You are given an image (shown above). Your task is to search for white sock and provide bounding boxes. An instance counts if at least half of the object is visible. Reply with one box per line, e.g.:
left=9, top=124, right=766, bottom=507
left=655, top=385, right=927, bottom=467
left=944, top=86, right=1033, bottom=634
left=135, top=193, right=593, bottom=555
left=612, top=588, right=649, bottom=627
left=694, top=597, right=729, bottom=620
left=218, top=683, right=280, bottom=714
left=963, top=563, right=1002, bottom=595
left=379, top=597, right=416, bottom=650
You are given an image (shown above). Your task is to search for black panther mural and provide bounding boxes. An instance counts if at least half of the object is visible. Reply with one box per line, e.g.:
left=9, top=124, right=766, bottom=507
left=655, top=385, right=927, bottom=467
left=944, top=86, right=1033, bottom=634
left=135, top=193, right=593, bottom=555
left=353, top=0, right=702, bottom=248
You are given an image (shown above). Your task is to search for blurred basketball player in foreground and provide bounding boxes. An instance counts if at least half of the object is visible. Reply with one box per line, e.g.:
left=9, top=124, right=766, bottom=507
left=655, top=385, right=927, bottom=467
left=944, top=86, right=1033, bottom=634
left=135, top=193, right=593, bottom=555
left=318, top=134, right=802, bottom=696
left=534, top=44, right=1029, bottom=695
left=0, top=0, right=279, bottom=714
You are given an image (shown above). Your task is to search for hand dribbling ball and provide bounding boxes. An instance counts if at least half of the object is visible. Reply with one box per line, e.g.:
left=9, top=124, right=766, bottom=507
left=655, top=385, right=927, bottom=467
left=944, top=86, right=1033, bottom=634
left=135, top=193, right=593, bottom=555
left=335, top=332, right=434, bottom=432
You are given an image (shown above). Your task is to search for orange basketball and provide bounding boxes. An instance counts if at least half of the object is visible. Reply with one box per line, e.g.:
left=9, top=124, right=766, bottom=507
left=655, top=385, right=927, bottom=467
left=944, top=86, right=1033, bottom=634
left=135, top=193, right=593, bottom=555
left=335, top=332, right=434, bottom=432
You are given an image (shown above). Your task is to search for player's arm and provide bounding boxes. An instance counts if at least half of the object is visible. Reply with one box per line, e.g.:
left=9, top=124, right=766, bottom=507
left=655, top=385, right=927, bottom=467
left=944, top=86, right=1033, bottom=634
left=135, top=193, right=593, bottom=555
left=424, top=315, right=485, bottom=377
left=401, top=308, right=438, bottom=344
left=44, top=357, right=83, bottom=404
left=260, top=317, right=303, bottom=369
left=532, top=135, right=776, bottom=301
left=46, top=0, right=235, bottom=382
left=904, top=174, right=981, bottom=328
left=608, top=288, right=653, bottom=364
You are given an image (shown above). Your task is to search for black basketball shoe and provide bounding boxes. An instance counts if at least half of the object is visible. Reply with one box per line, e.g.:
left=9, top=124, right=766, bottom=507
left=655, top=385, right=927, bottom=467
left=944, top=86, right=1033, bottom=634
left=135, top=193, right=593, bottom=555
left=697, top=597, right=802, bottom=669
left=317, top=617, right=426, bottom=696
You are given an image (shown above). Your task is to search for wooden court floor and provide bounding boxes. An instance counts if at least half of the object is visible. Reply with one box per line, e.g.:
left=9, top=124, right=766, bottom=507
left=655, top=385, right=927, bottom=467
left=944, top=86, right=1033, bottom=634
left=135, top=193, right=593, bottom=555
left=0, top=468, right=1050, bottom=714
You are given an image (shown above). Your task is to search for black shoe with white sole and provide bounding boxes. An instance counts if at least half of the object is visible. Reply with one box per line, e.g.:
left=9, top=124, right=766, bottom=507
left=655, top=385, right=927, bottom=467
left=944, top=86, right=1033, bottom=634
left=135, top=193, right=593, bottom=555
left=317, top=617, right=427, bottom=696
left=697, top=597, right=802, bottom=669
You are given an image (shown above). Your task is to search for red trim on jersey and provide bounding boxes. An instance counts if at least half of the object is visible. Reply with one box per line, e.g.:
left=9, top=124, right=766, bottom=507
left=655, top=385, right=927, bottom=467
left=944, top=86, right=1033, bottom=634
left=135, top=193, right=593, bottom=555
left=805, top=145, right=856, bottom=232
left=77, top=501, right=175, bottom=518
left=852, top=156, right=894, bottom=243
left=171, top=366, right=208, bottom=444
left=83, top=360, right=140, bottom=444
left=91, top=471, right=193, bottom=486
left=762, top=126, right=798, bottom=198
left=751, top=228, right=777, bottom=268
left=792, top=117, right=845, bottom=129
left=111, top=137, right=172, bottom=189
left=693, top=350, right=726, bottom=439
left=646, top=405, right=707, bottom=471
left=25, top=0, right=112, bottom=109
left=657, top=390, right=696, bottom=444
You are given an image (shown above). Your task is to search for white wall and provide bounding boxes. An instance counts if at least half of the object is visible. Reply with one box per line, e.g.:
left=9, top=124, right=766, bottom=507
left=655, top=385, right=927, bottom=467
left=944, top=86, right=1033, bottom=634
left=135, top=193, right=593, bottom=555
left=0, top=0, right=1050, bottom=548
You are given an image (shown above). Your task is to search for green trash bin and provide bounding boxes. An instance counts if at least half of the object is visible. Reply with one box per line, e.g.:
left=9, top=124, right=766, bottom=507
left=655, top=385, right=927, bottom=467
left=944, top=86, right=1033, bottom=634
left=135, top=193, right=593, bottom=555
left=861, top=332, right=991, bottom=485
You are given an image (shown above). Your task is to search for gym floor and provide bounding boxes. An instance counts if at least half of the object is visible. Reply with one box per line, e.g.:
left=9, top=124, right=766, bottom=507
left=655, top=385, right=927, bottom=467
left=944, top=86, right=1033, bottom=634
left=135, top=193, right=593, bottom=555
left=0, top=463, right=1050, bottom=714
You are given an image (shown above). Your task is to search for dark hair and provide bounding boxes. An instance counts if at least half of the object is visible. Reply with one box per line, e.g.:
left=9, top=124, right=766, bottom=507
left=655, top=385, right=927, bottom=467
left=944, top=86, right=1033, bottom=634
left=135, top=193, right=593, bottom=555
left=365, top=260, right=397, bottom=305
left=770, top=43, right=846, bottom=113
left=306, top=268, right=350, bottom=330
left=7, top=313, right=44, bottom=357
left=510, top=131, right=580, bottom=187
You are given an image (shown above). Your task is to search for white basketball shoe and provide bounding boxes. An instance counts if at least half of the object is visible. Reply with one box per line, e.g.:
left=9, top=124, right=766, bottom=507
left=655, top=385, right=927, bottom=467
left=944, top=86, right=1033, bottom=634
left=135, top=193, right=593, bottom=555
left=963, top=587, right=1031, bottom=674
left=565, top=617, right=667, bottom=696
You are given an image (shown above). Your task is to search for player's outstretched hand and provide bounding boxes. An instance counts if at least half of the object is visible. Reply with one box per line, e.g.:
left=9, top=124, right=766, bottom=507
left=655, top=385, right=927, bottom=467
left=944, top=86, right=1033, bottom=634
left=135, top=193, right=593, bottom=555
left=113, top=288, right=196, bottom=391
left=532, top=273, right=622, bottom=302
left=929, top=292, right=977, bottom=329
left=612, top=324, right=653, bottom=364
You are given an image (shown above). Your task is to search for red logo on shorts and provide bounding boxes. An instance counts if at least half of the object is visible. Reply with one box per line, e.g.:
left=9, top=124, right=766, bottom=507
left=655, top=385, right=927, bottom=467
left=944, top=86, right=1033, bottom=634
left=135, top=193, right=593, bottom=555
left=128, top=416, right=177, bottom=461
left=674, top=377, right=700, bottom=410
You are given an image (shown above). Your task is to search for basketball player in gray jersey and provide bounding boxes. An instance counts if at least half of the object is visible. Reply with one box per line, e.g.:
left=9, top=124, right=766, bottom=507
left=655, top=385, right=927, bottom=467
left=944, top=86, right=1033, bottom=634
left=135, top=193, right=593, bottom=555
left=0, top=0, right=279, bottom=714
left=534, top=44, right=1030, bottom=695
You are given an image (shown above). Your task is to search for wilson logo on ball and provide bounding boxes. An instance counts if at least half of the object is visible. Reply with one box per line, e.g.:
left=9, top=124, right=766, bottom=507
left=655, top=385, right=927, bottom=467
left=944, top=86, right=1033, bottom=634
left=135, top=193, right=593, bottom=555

*****

What the task asks -
Please list each line of the records above that contains the word "black", copying every such line in full.

Answer -
You are given an image (shown above). Your task is to search for black panther mural and provide bounding boxes. An instance counts if at least half of the object is visible. Reply with one box per line, e.g.:
You are given an image (shown above). Your task is to search for black basketball shoe and provide bounding boxes. An instance counts if at least half of the object is visible. Reply with one box per line, e.g.:
You are given an image (shown above). Your task is to search for black shoe with white sole and provide bounding boxes. An instance counts if at least half of the object is visible. Reply with one box per line, e.g.:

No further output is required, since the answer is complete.